Lists Home |
Date Index |
I'm working on an implementation of XInclude  for Xerces2-J. I've come
across several limitations of stream-based APIs in implementing XInclude:
(1) When attributes with references to unparsed entities or notations are
encountered in included documents, these unparsed entities and notations
must be added to the [unparsed entities] and [notations] properties of the
document information item, as defined in the XML Infoset specification ,
. In SAX, this means sending DTD events. SAX specifies that no DTD
events can be sent after the endDTD/startElement event. However, there is
no way of knowing which unparsed entities and notations must be sent until
after element events start being processed. Thus, we would be unable to
properly update the properties of the document information item.
(2) The XInclude spec allows document fragments to be included using
XPointer  paths. These create lots of problems with stream-based
processing. For instance, an XML document could include a fragment of
itself which has already been processed, and unless the document stream can
be re-opened and reparsed, that information is not available.

Given information:
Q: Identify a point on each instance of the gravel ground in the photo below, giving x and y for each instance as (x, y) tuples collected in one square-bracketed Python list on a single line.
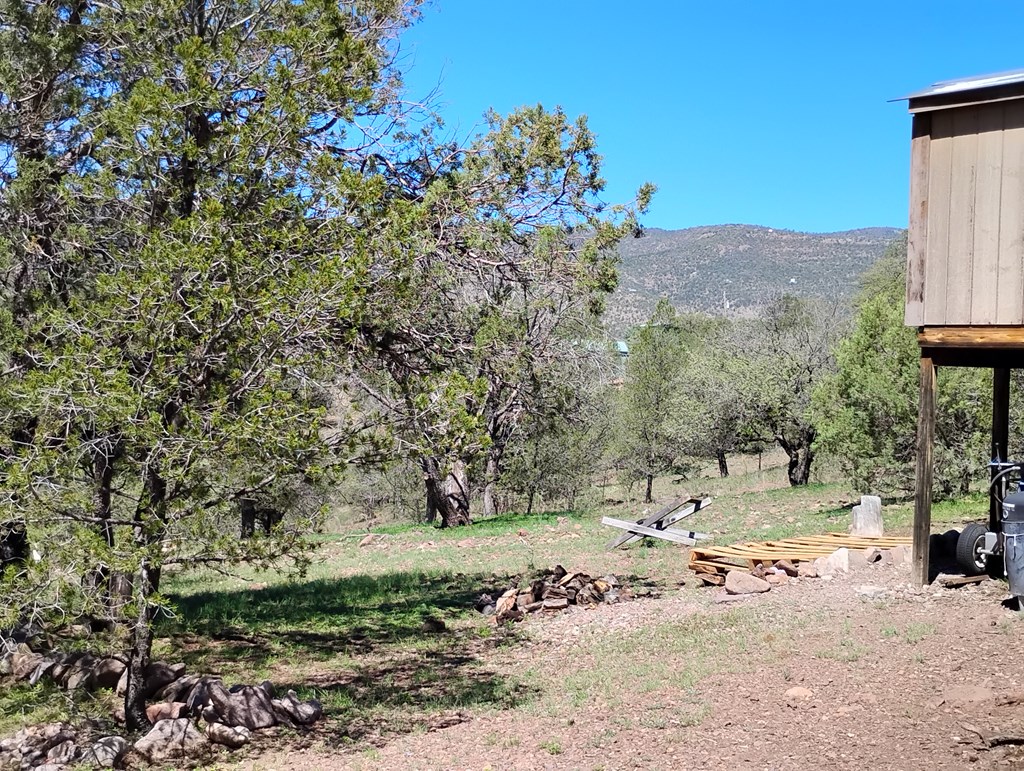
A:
[(859, 671)]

Set tasks:
1. Answer the following from the XInclude post, one line each:
(a) For which software is the writer building an implementation of XInclude?
(b) According to the post, after which events does SAX specify that no DTD events can be sent?
(c) What does the XInclude spec allow document fragments to be included with?
2. Quote the XInclude post word for word, starting with "Lists Home |" and going on through "document information item.".
3. Extend the XInclude post past its final sentence, continuing its account of the limitations of stream-based APIs.

Task-by-task outputs:
1.
(a) Xerces2-J
(b) After the endDTD/startElement event
(c) XPointer paths

2.
Lists Home |
Date Index |
I'm working on an implementation of XInclude  for Xerces2-J. I've come
across several limitations of stream-based APIs in implementing XInclude:
(1) When attributes with references to unparsed entities or notations are
encountered in included documents, these unparsed entities and notations
must be added to the [unparsed entities] and [notations] properties of the
document information item, as defined in the XML Infoset specification ,
. In SAX, this means sending DTD events. SAX specifies that no DTD
events can be sent after the endDTD/startElement event. However, there is
no way of knowing which unparsed entities and notations must be sent until
after element events start being processed. Thus, we would be unable to
properly update the properties of the document information item.

3.
At the moment, it is possible to implement XInclude in SAX, as long as
unparsed entities, notations and XPointer fragments are not used. If the
restrictions on "out of order" DTD events are relaxed in SAX, (1) could be
solved. Otherwise, the only way to solve (1) and (2) in a stream-based API
is to buffer all of the events in all documents, so that operations could
be done on the infoset as a whole. I think we can agree that this is not a
pleasant solution, and defeats the purpose of a streaming API.
My team and I thought it would be best to bring this up with the SAX
community, so that the issue of XInclude support with SAX is made public.
Perhaps the restriction on DTD events in the SAX API could be adjusted to
account for the possibility of unparsed entity and notation events occuring
after the end of the DTD events?
How much demand is there for XInclude in the SAX community?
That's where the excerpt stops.